→ Exercise requirements
Condense the paragraph of the Star Wars article that begins "For the past 18 months" into a short bulleted list that keeps its main facts.

→ Document
Earlier this year, a photo appeared on the internet of the cast and principal crew of the new Star Wars film gathered for a script reading.
For a global fan community, this represented the culmination of decades spent dreaming.
There they all were – Harrison Ford chatting amiably with director J J Abrams, Carrie Fisher having a chin-wag with new cast member Daisy Ridley.
Mark Hamill was deep in conversation with Max von Sydow and, dotted around them, were cast members classic and new, ready to embark on the continuation of a phenomenon that started not far from that room some 38 years earlier.
My eyes were drawn to the bottom of that picture, to the back of a head, a mop of brown hair sat behind producer Kathleen Kennedy. I wondered who it was. I didn’t think this might be a celebrity whose involvement had yet to be announced. I just… wondered who it was. What were they doing in the room on this momentous occasion? That is how my mind has been trained. Not to look at what’s going on in the foreground but instead drawn to the denizens of the periphery, wondering what their stories might be.
For the past 18 months, I’ve been making a documentary called Elstree 1976 . It’s a film about Star Wars which isn’t really so much about Star Wars as about who that person on the periphery is. I’ve tracked down and interviewed the people behind the masks and helmets in the first film, from highly respected veteran actors to extras who spent just a day on set. From cinema’s most iconic villain to characters who didn’t even make it on to the screen in the final cut. I wanted to know who these people were and how this global cultural phenomenon had affected their lives.
The making of Star Wars is by now a well-documented Hollywood legend, but I found the perspectives of those Britons and North American expats on the sidelines to be refreshingly reflective, sardonic and bemused. Here are some of their recollections…
Laurie Goode
Played Stormtroopers throughout the production and is most famous for banging his head whilst rushing through a door; one of the most notorious on-screen bloopers in cinema history
"I must have eaten a bit of food that was off. I put this Stormtrooper’s costume on, got on the set and as soon as I put it on I wanted to go to the loo. Upset stomach. I took the costume off in this cubicle; juggling myself about trying to get it all off, hanging it up. Went to the loo, put it all back on again, got on the set and then wanted to go back to the loo again! I couldn’t concentrate, I was shuffling along and I hit my head. No one said 'Cut', so I’m thinking to myself I’m not in shot and when it came out, I thought, 'That’s me!'"

→ Entries shown
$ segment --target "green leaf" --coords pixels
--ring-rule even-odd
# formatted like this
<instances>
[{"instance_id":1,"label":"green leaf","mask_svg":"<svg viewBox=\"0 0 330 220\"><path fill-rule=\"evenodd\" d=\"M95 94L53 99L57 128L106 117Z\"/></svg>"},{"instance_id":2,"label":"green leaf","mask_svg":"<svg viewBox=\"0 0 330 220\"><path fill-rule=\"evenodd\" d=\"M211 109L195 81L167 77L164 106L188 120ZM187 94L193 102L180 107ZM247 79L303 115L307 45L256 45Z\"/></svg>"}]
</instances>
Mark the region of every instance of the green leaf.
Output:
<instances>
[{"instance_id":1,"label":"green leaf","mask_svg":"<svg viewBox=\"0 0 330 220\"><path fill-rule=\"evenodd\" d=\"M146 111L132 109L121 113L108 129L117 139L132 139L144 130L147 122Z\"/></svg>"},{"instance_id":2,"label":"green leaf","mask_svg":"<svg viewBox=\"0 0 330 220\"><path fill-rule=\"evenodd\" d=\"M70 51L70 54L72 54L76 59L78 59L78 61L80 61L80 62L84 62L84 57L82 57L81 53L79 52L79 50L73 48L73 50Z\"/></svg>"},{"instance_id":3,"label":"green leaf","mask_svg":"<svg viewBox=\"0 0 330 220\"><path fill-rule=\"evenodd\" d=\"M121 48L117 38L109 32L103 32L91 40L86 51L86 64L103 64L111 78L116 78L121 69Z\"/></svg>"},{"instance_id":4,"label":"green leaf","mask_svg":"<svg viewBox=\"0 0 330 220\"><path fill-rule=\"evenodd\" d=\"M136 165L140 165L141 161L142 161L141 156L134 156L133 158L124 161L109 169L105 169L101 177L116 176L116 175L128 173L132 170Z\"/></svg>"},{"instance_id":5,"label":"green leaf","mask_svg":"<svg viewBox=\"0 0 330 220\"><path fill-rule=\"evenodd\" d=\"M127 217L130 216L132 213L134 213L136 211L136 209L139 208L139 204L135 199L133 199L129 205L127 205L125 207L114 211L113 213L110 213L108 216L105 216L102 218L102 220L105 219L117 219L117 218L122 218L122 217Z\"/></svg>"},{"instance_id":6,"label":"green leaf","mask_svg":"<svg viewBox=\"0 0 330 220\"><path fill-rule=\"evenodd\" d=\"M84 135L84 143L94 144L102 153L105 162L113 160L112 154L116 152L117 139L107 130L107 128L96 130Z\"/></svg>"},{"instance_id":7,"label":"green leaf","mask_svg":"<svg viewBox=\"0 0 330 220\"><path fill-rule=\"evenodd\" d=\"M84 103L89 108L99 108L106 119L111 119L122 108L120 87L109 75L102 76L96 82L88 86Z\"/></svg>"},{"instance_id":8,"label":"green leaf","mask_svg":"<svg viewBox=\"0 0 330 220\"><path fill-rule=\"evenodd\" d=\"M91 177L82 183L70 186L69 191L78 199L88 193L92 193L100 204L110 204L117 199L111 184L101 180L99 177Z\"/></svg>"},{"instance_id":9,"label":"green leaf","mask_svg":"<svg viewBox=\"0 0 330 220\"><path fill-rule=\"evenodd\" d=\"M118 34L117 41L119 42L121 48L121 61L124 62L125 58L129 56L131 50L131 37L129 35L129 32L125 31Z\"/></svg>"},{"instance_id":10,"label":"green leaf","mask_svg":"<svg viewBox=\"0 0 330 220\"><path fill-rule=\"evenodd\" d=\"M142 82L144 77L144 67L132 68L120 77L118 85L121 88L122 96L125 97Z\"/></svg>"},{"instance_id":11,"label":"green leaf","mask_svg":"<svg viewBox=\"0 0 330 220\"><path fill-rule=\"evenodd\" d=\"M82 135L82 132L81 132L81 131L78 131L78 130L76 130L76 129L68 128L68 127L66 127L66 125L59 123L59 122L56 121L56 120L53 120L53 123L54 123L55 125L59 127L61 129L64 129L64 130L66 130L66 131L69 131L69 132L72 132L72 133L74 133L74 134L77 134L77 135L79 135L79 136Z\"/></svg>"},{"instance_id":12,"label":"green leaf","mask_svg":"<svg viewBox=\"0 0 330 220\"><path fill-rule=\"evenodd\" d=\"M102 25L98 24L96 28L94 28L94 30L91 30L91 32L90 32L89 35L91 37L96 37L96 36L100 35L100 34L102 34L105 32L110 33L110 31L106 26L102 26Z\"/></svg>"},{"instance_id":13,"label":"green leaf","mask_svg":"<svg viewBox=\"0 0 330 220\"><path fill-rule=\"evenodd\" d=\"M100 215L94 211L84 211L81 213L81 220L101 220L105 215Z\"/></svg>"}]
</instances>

→ Response to this task
- For the past 18 months, the writer has been making a documentary called Elstree 1976.
- The film concerns Star Wars, but it focuses less on Star Wars itself than on the people at the periphery.
- The writer tracked down and interviewed the people behind the masks and helmets in the first film. They ranged from highly respected veteran actors to extras who spent a single day on set, and from cinema's most iconic villain to characters who did not make the final cut.
- The aim was to learn who these people were and how this global cultural phenomenon had affected their lives.